I suggest you consider two areas. One would be somewhere between Centro (the Cathedral area) and Avenida Chapultepec. Centro has lots of plazas and restaurants and lots of people walking around but it gets very quiet after about 9 pm. Chapultepec comes awake at 9 pm has more upscale coffee shops and European style restaurants. It has a wide median that is filled with sidewalk stands, cinema, rock bands etc in the evenings. The Plaza Expiatorio is halfway between them and is always filled with people, offers free dance classes on Saturday nights and is often filled with tianguis (stands selling things). There are several mercados in this area for buying food (Mercado Santa Tere, Mercado Garibaldi, Mercado Alcalde). I live in this area and it is a great place to live.

The second option would Chapalita/Avenida Tepeyac. This is a more sedate area, a lot more suburban, but along Tepeyac there are lots of restaurants and cafes. The clubhouse for the American Society of Jalisco is located in Colonia Chapalita and is a hangout for English speakers.

Then of course, there are lots of suburban areas with fancy malls but it doesn't sound like that is what you are looking for.

If you visit, drop me a line and I would be happy to show you around for a day sometime.


----------



## TamiJ

I would first think about the location of your job, then the location of where to live. You don´t want to get stuck living far away from where you work. Traffic can be horrid and your living location to your job location will be important. I agree with one of the posters about the Providencia area. It´s a bit pricey, though, so I guess it depends on how much you want to spend.


----------



## bhtrip

Job location is not a factor for us. When we work, we work from home. 

Any suggestions for places to stay if we come to Guadalajara for a few days in January so we can begin to get a flavor of the area and which areas might be best suited for us for living? 

Which areas are US and Canadian expats most plentiful?

Also, what would you estimate the full-time US/Canadian expat population to be?


----------



## TundraGreen

bhtrip said:


> Job location is not a factor for us. When we work, we work from home.
> 
> Any suggestions for places to stay if we come to Guadalajara for a few days in January so we can begin to get a flavor of the area and which areas might be best suited for us for living?
> 
> Which areas are US and Canadian expats most plentiful?
> 
> Also, what would you estimate the full-time US/Canadian expat population to be?

▶ Listing
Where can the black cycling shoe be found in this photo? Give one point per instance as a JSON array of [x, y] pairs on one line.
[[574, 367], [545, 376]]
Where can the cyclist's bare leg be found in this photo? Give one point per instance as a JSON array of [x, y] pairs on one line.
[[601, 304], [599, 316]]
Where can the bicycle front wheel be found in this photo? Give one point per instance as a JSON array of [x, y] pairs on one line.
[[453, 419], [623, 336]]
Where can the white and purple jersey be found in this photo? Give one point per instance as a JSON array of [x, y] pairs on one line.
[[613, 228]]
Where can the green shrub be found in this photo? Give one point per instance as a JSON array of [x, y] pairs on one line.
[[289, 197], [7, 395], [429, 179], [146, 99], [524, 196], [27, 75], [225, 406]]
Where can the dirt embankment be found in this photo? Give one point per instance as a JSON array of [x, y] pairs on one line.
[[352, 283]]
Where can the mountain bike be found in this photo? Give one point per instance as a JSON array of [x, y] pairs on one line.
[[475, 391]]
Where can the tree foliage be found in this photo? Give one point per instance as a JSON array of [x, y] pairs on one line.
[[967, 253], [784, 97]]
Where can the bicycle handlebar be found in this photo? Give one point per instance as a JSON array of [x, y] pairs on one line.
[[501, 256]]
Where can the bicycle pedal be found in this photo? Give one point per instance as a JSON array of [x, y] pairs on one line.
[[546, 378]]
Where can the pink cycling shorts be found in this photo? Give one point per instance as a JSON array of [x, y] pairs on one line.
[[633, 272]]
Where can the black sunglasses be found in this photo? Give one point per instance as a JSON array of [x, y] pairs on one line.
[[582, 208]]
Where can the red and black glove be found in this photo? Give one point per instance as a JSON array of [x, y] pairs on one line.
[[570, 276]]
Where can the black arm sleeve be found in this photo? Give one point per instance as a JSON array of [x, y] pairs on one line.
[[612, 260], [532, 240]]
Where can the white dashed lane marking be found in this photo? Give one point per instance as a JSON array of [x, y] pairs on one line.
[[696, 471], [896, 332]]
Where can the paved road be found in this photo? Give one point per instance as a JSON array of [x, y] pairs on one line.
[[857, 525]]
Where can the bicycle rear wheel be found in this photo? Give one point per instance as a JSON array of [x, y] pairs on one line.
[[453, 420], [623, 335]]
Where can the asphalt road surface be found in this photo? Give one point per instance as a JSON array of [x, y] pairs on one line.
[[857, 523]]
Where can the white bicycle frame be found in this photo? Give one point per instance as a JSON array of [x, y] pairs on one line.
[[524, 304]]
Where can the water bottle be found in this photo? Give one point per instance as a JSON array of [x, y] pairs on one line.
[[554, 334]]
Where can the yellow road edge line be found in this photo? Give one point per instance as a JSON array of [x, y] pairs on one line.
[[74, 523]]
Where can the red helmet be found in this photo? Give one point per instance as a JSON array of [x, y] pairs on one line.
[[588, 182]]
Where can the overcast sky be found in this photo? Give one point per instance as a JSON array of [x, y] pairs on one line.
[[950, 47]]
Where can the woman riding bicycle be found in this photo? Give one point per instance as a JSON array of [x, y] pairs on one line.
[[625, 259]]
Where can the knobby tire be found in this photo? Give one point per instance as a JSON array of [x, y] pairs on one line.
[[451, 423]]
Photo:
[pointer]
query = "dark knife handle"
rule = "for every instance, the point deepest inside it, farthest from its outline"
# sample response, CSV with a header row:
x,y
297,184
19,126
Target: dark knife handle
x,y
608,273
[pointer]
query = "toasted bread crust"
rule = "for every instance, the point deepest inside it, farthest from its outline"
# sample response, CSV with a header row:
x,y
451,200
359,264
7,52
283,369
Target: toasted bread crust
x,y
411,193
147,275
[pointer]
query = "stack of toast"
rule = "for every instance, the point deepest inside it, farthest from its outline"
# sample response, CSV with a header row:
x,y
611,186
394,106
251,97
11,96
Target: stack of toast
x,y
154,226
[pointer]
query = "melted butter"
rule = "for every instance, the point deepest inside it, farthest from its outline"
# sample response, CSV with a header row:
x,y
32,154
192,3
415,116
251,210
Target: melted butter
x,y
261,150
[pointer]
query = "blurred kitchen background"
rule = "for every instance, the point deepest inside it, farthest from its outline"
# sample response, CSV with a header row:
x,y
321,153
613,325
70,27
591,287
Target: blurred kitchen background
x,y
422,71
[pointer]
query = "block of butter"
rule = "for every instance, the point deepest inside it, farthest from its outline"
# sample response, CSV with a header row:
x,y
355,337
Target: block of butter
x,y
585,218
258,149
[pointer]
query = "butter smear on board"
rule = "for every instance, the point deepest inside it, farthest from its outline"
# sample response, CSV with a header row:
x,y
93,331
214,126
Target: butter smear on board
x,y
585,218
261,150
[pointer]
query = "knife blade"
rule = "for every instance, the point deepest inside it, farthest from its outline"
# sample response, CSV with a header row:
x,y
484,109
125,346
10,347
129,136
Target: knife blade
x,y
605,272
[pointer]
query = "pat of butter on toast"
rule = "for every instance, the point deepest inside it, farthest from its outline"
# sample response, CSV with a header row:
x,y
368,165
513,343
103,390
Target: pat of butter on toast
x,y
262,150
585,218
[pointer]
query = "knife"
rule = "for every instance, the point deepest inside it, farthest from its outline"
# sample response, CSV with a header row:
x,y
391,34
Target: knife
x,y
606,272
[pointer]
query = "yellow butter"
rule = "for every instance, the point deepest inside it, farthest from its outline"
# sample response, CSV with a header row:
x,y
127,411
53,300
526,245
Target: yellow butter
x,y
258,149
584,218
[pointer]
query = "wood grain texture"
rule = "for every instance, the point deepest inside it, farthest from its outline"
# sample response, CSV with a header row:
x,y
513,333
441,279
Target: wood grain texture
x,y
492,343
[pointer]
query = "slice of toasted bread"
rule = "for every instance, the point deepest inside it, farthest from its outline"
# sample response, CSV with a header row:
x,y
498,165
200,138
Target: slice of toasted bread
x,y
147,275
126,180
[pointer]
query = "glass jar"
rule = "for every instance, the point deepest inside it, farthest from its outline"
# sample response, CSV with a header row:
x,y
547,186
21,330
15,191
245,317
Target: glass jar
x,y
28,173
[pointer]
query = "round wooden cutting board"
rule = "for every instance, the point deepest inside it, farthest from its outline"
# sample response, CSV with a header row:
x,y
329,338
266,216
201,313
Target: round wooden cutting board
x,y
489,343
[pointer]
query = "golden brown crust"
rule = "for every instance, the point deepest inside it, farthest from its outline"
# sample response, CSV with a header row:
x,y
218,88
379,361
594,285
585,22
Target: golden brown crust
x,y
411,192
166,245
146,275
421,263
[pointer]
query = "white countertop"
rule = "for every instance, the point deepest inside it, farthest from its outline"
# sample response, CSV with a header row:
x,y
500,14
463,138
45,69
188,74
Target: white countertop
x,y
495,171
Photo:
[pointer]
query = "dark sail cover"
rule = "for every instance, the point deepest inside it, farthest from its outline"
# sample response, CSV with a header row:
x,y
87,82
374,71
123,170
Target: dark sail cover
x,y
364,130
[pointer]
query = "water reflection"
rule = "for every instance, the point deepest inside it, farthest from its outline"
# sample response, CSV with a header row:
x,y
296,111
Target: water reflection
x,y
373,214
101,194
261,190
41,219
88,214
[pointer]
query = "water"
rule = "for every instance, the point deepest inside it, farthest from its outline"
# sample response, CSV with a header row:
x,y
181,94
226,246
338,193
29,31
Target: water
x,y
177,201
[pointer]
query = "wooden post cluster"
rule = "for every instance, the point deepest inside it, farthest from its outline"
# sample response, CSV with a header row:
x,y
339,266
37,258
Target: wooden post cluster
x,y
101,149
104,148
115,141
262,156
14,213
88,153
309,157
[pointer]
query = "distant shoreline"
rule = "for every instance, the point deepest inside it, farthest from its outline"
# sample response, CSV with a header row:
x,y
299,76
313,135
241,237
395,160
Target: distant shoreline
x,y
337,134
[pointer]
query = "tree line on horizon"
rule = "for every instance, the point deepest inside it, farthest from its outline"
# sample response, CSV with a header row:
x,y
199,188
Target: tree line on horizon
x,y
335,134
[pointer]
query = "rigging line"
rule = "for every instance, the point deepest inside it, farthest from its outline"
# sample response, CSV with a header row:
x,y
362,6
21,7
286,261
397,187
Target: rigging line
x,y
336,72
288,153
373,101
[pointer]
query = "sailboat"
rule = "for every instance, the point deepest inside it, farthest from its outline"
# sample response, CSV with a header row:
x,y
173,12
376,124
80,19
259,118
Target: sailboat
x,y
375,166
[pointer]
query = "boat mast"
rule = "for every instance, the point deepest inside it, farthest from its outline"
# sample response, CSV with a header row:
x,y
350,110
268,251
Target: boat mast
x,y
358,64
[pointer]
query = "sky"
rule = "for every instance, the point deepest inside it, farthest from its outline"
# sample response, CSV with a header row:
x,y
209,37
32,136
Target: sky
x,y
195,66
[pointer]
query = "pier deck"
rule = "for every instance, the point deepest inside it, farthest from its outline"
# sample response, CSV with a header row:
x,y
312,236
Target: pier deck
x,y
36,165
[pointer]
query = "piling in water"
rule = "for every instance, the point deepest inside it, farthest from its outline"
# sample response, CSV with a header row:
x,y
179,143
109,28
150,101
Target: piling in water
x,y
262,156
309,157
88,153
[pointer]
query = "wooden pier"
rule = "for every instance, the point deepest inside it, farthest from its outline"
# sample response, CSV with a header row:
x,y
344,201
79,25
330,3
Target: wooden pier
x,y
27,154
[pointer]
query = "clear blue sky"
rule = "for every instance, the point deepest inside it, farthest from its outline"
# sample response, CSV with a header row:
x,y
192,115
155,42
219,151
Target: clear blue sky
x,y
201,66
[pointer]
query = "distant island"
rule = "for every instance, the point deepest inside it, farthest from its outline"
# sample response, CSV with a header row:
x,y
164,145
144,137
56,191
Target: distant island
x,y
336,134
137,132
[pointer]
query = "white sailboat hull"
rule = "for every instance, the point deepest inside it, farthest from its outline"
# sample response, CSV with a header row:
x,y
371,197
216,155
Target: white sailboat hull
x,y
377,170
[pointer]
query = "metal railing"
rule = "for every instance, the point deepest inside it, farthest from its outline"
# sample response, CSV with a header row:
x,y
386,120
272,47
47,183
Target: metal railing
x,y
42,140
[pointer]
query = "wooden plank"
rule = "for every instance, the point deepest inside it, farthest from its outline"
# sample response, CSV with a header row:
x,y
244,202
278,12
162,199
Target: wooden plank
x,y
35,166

▶ To do
(A) Render the records from their start through the line containing "[[570, 276]]" as a two-column CSV with the columns request and answer. Give one row for each request, with its text and its answer each in a single quoted field and line breaks replaced by spaces.
(B) Finish out the next part of the forum thread about where to live in Guadalajara, continuing from where it stops.

▶ Answers
(A)
request,answer
"Where can the black cycling shoe be found in this photo? Give one point per instance as a JSON array of [x, y] pairs on one line.","[[574, 367], [545, 376]]"
"Where can the cyclist's bare leg be found in this photo? Give one point per instance as a JSON array of [x, y] pairs on one line.","[[601, 304], [599, 316]]"
"Where can the bicycle front wheel be found in this photo? Give one point per instance as a JSON array of [x, y] pairs on one line.","[[453, 419], [623, 336]]"
"Where can the white and purple jersey be found in this photo? Give one point per instance as a JSON array of [x, y] pairs on one line.","[[613, 228]]"
"Where can the green shrub be found in this photo? Give one point per instance as a JSON array of [x, y] pairs on one line.","[[289, 197], [7, 395], [429, 179], [146, 99], [524, 196], [27, 75], [225, 406]]"
"Where can the dirt embankment be found in this photo? Give one point per instance as a JSON array of [x, y] pairs on one line.","[[352, 283]]"
"Where can the mountain bike be found in this photo? Give one point per instance as a JSON array of [x, y] pairs on one line.","[[475, 391]]"
"Where can the tree foliage be found in this photo? Give one point per instance as a JSON array of [x, y] pairs on one line.","[[967, 253], [784, 97]]"
"Where can the bicycle handlebar be found in this photo? Give one point per instance as a JSON array of [x, y] pairs on one line.","[[501, 256]]"
"Where can the bicycle pedal be found in this photo? Give one point per instance as a JSON array of [x, y] pairs on one line.","[[546, 378]]"
"Where can the pink cycling shorts be found in this photo? Give one point per instance as a JSON array of [x, y] pairs on one line.","[[633, 272]]"
"Where can the black sunglasses be found in this photo? Give one point per instance as a JSON array of [x, y] pairs on one line.","[[582, 208]]"
"Where can the red and black glove be found in this photo? Give one point per instance as a JSON array of [x, y] pairs on one line.","[[570, 276]]"

(B)
First off, if a high density of US/Canadian residents is a priority, Guadalajara may not be the best choice. In a metropolitan area of more than 5 million people there may be 2000-5000 English speaking foreigners (1 in a few thousand). Even if I am off by a factor of 10 in the estimate it is still a small fraction of the population. 

Having said that, my guess is that the largest numbers might be found in Chapalita, Providencia and maybe Bugambilias.

There are a number of groups that get together often or occasionally. The American Society of Jalisco is one. Internations, while not limited to US/Canadian, also organizes gettogethers in English.


----------



## zapfilms

Guadalajara is a very large cosmopolitan city so doesn´t break down into expat USA sectors like say San Miguel or Ajijic. If you are city people who enjoy all sorts of international flavor within a Mexican context it is great. I work there about 2x month and the fashion scene is interesting, lots of music, theatre, dance both int´l and national, great restaurants - in short - one of the 3 real cities in Mexico (DF & Monterrey of course are great too). Traffic is killer. Public transit good. Bus station and airport a ways out of town. Fun Sunday "ViaRecreactiva" cycling in the streets.


----------



## jim42

*American Vets Posts*

Any American Legion/AmVets/VFW in the area? Thanks, Jim


----------



## RVGRINGO

There is an American Legion Post 7 in Chapala and there may also be one in Guadalajra. The one in Chapala has a restaurant run by the ladies and is open to the public with several activities each week, mostly centered around food, like the Sunday hamburgers, occasional BBQ or Pasta feeds, etc.


----------



## jim42

Thanks RV I appreciate it. I will research Post locations in Mexico.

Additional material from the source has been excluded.